Begin
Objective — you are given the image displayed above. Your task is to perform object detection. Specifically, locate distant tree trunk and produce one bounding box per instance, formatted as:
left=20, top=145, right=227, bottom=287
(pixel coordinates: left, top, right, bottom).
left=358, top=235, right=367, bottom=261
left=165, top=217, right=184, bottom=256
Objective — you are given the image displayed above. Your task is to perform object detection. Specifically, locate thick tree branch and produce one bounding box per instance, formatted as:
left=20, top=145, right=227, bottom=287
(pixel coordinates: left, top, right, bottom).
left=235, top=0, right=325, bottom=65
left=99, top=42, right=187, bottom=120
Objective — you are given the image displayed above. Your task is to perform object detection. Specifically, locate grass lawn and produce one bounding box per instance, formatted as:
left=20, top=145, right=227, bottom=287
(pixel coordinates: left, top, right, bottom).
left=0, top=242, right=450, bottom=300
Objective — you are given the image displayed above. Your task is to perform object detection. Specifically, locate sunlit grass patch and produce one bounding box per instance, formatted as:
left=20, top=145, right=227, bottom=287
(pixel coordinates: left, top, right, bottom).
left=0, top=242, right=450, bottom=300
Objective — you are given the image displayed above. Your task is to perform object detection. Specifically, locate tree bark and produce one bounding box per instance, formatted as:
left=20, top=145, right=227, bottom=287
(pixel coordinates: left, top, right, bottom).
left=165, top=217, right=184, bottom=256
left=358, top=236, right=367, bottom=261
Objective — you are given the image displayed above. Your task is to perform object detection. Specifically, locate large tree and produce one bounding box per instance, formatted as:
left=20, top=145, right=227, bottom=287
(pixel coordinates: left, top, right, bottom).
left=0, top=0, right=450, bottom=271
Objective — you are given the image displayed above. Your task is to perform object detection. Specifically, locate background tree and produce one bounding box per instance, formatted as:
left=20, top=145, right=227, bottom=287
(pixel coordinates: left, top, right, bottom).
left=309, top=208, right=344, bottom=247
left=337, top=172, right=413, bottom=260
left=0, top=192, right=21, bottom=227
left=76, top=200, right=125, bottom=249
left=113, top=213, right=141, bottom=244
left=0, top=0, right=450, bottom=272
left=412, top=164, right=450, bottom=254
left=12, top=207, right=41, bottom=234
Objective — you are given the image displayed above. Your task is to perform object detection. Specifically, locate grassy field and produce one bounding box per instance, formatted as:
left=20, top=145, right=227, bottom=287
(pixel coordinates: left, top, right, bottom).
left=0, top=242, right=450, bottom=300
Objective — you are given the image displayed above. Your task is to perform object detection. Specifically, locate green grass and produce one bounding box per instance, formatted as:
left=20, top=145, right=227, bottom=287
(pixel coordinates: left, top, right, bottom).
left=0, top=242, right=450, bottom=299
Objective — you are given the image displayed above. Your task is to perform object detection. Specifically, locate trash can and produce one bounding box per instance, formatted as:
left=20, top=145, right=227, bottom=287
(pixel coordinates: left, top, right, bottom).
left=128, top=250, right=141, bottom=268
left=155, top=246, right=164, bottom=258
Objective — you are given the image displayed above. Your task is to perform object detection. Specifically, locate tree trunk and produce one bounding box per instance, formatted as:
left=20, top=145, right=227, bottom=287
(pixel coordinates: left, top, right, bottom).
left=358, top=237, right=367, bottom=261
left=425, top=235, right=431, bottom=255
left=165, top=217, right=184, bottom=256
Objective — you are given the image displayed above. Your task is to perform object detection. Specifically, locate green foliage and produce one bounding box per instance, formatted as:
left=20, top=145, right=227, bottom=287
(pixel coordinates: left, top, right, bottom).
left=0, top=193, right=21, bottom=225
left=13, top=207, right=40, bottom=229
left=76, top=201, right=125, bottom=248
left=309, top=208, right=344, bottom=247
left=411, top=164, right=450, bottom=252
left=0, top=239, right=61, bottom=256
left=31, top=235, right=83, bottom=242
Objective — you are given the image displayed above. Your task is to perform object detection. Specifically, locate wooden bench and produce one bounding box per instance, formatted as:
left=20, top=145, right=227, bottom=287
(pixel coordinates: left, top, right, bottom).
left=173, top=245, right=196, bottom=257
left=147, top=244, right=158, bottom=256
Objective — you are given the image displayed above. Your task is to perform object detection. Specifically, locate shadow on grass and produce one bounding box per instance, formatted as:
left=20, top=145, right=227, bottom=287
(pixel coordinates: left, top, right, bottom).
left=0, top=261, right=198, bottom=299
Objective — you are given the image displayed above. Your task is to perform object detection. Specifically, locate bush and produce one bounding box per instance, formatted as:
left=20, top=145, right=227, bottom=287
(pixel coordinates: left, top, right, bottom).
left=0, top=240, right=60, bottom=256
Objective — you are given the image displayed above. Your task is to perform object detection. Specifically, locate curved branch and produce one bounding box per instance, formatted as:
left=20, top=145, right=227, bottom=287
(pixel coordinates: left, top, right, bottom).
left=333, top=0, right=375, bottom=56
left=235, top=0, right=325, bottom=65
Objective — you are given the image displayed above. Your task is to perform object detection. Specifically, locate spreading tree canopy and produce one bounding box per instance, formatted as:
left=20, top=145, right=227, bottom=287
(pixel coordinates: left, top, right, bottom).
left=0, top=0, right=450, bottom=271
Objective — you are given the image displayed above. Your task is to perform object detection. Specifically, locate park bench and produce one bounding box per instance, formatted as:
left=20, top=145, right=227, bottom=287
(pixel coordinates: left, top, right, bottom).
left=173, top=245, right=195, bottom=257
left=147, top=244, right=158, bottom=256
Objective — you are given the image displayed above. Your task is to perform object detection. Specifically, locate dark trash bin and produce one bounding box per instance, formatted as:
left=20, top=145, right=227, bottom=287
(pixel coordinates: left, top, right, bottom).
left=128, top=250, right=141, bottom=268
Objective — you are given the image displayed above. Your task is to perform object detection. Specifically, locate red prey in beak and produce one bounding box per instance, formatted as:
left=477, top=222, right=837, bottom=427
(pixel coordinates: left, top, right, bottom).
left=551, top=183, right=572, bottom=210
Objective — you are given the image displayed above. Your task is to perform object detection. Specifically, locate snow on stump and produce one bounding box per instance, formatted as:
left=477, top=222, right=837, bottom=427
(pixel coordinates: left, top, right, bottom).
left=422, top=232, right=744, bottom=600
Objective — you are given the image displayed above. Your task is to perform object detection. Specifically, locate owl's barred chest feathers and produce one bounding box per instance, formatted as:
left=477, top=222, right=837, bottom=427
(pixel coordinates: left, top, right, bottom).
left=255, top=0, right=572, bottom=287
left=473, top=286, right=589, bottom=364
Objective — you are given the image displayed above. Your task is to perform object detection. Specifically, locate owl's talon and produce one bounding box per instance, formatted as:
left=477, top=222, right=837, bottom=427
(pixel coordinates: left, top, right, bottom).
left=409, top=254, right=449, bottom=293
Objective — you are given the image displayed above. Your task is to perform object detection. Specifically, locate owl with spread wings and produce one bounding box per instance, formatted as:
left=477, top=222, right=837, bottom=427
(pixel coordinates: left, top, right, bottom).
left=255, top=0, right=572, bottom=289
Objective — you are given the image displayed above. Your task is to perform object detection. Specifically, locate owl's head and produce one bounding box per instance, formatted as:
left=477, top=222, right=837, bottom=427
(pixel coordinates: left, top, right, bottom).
End
» **Objective**
Express the items as a two-column CSV with the headers item_text and answer, one row per item, putting each field in quotation marks and turning line breaks into spaces. Start at the beginning of the items and stop after the line that contains "left=99, top=42, right=187, bottom=120".

» **Exercise answer**
item_text,answer
"Objective — you are given the image displayed above. Your task is to perform object detection. Specifically, locate distant tree trunk and produce one bounding box per instance, formatted as: left=20, top=145, right=227, bottom=287 (pixel coordinates: left, top, right, bottom).","left=358, top=235, right=367, bottom=261 left=165, top=217, right=184, bottom=256"
"Objective — you are given the image displayed above. Your task is to perform object detection. Specifically, locate thick tree branch and produce one bounding box per instance, formatted as: left=20, top=145, right=227, bottom=287 (pixel coordinates: left, top, right, bottom).","left=235, top=0, right=325, bottom=65 left=99, top=42, right=187, bottom=120"